Aim
Revise the data from its beginning through the line containing "x=362 y=372", inclusive, so that "trial run" becomes "practice round" and everything else stays unchanged. Leave the pictures out of your answer.

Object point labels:
— start —
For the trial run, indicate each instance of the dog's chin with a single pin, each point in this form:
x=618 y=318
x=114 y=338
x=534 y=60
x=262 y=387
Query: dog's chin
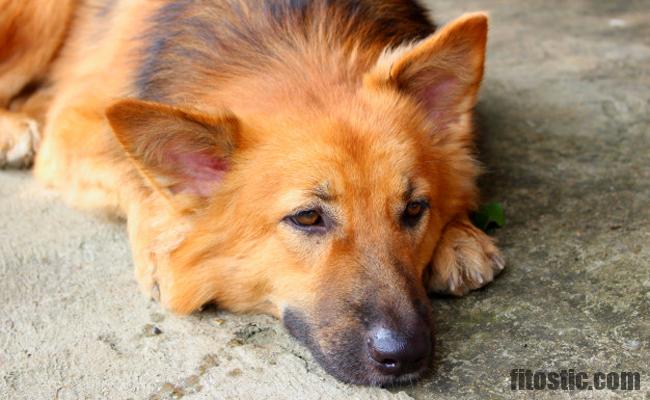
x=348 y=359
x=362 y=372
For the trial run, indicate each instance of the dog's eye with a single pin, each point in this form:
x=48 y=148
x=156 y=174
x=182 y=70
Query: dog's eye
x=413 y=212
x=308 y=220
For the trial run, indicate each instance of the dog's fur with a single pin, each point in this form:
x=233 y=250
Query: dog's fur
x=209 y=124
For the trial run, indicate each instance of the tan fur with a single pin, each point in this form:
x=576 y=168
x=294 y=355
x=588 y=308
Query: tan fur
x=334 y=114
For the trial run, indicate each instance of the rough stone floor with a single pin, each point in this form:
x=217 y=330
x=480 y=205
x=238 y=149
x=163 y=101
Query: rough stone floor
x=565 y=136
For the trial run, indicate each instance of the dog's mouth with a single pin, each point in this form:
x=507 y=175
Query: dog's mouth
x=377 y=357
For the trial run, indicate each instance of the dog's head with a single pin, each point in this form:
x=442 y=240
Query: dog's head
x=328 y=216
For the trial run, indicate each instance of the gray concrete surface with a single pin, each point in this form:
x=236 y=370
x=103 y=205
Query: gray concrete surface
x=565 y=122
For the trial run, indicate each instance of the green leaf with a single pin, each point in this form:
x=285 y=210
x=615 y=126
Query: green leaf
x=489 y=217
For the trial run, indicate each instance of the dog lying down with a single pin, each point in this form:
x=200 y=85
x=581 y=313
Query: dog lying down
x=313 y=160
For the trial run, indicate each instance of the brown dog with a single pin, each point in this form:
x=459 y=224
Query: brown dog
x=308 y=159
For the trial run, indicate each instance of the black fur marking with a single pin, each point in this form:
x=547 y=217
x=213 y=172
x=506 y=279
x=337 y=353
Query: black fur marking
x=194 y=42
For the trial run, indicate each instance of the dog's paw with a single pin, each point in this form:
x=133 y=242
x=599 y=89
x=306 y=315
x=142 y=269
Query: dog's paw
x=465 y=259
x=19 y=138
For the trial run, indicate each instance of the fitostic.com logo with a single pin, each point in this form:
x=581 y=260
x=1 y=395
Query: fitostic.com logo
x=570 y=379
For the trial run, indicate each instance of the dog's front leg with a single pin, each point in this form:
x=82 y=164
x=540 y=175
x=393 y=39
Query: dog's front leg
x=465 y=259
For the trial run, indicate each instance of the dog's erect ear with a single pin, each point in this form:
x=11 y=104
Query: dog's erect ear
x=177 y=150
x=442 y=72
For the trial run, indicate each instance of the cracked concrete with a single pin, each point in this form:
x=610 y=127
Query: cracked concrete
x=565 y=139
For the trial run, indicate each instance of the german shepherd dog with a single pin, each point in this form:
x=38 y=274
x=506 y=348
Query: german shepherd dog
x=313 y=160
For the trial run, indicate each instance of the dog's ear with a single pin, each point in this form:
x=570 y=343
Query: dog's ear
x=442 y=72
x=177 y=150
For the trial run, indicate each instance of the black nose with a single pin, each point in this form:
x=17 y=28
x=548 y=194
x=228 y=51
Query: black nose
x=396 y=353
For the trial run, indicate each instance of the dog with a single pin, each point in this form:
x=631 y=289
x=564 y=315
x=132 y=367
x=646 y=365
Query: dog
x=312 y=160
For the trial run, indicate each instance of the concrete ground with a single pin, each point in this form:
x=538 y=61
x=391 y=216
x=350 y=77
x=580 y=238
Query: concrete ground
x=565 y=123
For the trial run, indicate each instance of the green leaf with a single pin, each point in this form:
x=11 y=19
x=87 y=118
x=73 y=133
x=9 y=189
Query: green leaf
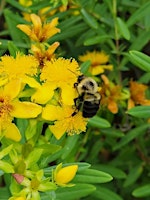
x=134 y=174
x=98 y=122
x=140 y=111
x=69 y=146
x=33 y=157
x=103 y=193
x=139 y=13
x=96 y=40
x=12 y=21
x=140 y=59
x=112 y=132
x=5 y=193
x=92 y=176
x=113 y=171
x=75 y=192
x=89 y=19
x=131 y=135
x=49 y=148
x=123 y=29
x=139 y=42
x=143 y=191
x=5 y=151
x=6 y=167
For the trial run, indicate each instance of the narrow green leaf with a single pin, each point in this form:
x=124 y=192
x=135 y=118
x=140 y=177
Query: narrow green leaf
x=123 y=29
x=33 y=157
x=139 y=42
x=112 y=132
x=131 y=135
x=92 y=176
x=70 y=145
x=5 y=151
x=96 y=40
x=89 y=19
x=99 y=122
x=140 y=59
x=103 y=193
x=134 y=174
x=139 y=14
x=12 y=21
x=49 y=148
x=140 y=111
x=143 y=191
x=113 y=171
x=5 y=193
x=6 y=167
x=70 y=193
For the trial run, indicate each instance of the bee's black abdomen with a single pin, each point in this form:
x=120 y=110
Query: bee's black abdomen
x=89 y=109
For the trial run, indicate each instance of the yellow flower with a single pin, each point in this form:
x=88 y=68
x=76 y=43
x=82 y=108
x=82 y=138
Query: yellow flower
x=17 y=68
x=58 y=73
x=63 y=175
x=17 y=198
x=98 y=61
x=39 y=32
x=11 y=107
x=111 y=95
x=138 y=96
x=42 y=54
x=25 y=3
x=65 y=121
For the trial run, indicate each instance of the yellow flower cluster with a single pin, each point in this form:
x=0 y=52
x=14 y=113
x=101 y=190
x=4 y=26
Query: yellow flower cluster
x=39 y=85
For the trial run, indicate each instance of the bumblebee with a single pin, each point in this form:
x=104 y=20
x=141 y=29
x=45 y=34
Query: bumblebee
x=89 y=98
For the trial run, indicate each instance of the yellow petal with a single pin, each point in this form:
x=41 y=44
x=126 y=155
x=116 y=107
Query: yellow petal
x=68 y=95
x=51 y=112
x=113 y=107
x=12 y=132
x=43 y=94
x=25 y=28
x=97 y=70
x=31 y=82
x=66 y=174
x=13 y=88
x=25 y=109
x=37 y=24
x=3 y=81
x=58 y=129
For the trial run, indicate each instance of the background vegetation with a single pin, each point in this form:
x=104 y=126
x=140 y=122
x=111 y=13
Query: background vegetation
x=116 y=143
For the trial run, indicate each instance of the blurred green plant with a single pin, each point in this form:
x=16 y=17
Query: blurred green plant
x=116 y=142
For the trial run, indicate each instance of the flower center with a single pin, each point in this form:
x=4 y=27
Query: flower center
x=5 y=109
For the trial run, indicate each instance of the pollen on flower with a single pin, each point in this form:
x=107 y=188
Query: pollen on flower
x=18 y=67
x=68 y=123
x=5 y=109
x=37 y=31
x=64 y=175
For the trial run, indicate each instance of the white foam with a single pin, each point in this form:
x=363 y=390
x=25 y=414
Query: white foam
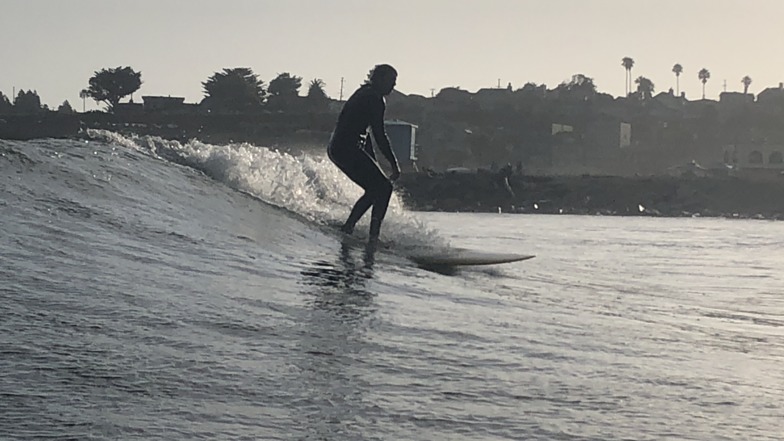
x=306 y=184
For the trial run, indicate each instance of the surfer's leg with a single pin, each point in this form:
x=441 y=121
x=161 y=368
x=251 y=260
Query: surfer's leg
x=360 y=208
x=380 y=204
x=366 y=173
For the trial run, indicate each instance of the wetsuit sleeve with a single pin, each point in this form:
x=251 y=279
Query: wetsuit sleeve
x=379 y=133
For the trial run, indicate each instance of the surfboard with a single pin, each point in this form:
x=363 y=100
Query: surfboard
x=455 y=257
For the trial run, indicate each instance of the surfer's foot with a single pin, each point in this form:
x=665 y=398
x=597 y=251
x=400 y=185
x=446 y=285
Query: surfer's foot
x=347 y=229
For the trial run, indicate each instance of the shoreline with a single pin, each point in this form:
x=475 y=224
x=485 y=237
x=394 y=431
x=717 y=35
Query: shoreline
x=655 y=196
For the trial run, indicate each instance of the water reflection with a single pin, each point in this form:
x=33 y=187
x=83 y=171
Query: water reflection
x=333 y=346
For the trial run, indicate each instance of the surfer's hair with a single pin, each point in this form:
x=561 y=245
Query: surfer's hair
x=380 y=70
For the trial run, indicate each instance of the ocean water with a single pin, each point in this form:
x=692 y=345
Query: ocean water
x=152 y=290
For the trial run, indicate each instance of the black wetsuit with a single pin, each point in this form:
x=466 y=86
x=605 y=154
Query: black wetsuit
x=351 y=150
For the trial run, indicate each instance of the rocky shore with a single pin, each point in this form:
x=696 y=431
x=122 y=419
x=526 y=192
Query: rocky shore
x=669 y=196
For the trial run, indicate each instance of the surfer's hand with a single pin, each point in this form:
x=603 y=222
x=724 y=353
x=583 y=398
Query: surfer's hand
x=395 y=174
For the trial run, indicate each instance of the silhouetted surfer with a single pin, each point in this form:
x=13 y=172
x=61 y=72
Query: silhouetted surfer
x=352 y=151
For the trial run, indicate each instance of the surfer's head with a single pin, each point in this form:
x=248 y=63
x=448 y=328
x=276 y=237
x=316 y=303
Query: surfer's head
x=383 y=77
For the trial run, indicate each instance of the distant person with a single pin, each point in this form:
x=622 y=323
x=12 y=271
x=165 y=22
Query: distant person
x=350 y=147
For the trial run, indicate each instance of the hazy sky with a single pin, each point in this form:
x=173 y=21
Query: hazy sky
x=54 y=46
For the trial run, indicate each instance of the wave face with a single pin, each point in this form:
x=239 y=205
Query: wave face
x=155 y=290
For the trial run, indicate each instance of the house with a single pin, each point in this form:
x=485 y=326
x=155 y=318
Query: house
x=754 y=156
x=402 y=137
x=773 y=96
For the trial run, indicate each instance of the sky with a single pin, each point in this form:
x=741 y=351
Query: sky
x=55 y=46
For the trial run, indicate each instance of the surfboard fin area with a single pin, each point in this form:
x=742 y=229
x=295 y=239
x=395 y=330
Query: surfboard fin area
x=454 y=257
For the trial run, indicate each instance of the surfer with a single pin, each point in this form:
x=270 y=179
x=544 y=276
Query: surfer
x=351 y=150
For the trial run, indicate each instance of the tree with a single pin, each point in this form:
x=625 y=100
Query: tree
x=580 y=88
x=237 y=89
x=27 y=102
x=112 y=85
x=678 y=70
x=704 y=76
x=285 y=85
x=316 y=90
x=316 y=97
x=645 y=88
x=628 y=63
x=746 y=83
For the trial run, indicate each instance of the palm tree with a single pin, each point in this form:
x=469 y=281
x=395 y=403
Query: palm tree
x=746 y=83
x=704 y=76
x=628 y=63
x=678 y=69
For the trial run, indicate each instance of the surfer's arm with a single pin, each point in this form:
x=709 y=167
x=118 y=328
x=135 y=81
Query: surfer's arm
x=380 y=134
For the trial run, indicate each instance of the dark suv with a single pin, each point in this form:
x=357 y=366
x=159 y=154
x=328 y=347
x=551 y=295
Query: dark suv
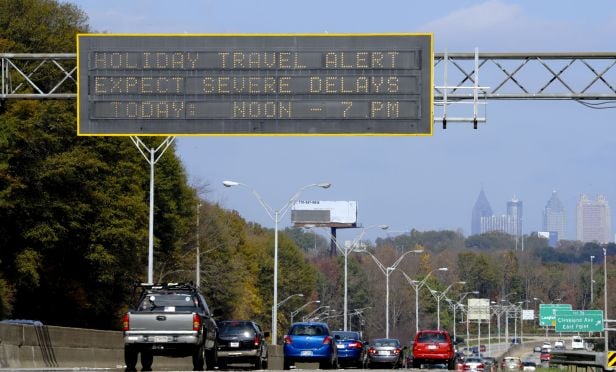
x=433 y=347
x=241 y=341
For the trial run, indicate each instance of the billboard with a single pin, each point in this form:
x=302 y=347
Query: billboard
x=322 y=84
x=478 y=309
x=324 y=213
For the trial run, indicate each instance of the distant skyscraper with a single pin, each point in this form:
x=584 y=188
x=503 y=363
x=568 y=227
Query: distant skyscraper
— end —
Finished answer
For the practice round, indicate each instance of the dog's chin with a single pin, each point in this form:
x=618 y=318
x=114 y=338
x=534 y=60
x=262 y=387
Query: dog's chin
x=348 y=359
x=362 y=372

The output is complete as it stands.